● **Task brief**
Each line from the one that contains "Point to the window" to the end of the material must be quoted exactly; include both end lines and nothing else.

● **Data to use**
--
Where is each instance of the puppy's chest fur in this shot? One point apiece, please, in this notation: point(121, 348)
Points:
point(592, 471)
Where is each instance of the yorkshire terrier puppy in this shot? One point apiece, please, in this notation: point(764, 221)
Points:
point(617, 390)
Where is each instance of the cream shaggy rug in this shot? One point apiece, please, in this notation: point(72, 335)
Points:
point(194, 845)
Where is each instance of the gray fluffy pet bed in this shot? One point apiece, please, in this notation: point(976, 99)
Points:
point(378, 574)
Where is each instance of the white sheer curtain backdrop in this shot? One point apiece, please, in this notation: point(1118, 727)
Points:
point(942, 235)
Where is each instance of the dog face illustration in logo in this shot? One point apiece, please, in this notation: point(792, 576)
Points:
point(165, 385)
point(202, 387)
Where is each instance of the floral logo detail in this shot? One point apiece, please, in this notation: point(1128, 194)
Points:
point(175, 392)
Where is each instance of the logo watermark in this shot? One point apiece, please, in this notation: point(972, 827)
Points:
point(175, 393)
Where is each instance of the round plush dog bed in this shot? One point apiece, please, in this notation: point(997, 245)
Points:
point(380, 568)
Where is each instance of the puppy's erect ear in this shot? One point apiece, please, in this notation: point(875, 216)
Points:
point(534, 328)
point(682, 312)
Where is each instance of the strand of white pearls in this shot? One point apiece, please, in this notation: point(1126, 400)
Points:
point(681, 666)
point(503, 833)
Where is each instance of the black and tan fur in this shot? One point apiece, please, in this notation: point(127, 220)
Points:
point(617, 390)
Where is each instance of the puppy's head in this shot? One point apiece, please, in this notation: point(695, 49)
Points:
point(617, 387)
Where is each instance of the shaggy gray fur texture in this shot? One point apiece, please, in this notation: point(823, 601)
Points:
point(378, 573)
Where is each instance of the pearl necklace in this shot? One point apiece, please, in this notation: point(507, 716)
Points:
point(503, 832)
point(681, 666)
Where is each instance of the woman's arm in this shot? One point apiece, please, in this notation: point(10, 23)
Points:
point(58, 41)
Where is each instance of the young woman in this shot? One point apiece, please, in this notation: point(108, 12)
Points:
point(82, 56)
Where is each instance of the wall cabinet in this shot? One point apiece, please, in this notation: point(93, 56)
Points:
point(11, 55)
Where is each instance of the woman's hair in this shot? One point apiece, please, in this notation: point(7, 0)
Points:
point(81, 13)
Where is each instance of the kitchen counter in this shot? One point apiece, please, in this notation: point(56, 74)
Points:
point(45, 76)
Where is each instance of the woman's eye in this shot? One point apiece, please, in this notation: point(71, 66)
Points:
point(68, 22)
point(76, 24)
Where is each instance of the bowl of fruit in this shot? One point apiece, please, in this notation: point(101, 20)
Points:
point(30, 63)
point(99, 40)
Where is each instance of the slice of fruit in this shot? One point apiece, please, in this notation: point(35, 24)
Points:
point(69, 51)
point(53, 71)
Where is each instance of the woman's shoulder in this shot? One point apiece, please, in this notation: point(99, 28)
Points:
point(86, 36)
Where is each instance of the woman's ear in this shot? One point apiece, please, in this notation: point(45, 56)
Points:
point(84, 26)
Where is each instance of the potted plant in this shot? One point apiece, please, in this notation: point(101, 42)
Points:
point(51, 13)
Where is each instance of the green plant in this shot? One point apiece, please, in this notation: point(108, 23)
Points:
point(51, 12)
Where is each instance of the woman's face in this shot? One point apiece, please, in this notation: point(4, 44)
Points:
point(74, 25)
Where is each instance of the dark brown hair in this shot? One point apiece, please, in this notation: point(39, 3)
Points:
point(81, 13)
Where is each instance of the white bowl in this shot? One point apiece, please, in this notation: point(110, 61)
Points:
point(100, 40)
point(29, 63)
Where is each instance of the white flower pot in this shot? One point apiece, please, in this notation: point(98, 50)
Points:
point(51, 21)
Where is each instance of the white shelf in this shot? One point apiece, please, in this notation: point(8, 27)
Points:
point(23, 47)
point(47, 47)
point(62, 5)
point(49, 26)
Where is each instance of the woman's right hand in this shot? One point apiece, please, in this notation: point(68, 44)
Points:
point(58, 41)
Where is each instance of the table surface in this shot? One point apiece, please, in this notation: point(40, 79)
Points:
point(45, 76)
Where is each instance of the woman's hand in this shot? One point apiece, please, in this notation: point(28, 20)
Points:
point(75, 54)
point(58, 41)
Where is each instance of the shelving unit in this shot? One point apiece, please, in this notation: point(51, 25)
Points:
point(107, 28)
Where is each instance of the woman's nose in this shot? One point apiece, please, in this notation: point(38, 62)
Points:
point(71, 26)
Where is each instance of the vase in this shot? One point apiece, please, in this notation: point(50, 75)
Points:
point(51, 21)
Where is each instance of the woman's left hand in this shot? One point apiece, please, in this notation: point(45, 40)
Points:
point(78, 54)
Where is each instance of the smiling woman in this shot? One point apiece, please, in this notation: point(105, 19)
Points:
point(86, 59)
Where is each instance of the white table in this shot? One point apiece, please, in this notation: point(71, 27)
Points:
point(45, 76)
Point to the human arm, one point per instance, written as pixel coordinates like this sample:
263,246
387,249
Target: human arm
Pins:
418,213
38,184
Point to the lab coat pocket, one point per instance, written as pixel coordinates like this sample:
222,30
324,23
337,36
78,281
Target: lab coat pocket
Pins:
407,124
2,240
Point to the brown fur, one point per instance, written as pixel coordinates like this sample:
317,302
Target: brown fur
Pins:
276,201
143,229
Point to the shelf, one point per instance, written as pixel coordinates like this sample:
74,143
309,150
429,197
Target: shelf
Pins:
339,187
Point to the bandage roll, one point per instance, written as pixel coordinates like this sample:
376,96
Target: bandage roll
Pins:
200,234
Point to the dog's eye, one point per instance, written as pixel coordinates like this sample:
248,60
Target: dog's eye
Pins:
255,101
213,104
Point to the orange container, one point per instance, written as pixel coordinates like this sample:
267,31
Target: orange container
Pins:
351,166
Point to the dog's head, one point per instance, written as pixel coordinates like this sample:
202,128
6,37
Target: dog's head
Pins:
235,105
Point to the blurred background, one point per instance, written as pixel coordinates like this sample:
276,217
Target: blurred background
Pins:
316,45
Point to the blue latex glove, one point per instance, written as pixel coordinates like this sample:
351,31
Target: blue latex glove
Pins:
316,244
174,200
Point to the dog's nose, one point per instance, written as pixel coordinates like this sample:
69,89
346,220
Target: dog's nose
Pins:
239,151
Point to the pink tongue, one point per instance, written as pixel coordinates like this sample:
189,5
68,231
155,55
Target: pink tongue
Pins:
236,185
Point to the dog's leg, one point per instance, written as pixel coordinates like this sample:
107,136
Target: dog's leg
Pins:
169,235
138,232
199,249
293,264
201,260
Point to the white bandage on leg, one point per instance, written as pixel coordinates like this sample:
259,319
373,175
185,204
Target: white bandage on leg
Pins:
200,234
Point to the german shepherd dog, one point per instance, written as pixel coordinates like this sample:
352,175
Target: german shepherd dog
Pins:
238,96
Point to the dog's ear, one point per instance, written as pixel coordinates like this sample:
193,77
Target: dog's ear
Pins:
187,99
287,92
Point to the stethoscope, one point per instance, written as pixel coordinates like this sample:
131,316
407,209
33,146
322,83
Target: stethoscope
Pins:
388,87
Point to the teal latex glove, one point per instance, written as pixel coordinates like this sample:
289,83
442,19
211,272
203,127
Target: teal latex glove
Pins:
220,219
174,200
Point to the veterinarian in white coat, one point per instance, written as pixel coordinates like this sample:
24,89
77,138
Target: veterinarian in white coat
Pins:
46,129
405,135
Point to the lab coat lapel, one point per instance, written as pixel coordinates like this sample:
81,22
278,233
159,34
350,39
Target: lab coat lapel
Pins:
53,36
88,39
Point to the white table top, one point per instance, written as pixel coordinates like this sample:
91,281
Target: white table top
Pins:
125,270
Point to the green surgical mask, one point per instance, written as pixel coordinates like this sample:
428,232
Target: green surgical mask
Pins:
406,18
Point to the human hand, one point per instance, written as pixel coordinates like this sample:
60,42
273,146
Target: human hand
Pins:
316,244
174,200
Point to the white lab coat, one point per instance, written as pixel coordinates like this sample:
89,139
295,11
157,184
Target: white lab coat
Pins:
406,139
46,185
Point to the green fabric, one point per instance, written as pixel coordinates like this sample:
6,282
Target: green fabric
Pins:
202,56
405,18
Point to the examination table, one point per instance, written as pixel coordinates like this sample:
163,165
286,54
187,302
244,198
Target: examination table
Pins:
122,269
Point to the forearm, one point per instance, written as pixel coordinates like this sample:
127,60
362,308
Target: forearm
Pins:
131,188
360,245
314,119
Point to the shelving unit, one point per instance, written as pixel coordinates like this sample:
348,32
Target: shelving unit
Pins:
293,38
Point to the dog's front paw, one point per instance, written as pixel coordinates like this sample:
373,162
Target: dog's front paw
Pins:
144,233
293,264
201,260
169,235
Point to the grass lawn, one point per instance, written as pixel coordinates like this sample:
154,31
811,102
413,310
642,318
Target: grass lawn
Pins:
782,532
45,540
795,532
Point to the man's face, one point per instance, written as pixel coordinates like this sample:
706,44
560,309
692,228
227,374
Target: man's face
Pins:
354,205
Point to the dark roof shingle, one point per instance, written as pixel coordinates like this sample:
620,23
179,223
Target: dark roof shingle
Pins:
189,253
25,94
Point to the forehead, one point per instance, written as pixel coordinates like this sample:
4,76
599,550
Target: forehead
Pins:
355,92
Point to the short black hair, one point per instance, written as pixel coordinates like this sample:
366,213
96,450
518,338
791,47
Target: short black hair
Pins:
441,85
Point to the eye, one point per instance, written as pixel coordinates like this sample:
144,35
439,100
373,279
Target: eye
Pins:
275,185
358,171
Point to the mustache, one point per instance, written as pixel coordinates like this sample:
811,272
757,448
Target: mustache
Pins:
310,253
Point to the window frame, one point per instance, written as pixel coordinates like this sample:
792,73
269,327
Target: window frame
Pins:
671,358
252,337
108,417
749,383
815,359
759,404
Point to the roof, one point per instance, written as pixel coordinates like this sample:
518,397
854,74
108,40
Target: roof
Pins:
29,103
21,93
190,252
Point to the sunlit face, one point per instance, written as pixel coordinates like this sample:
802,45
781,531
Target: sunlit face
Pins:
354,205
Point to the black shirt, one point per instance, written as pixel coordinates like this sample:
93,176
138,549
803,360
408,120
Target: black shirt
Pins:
--
● **The solution**
Point to the window frame, one point per instance, written as pixel coordinates like this sample:
792,73
269,327
Target: window frame
Pins:
671,358
252,337
108,417
749,383
815,359
759,404
Point to the roof, one point per instance, written as pixel coordinates like this sample:
518,397
854,74
108,40
Target: roof
Pins:
29,103
21,93
190,252
Point to the sunlit face, one point per instance, written as pixel coordinates like this sample:
802,45
781,531
Target: sunlit face
Pins:
354,205
Point to the black shirt, one point per instance, written as pixel coordinates like this sample:
93,176
138,549
803,360
408,120
Target: black shirt
Pins:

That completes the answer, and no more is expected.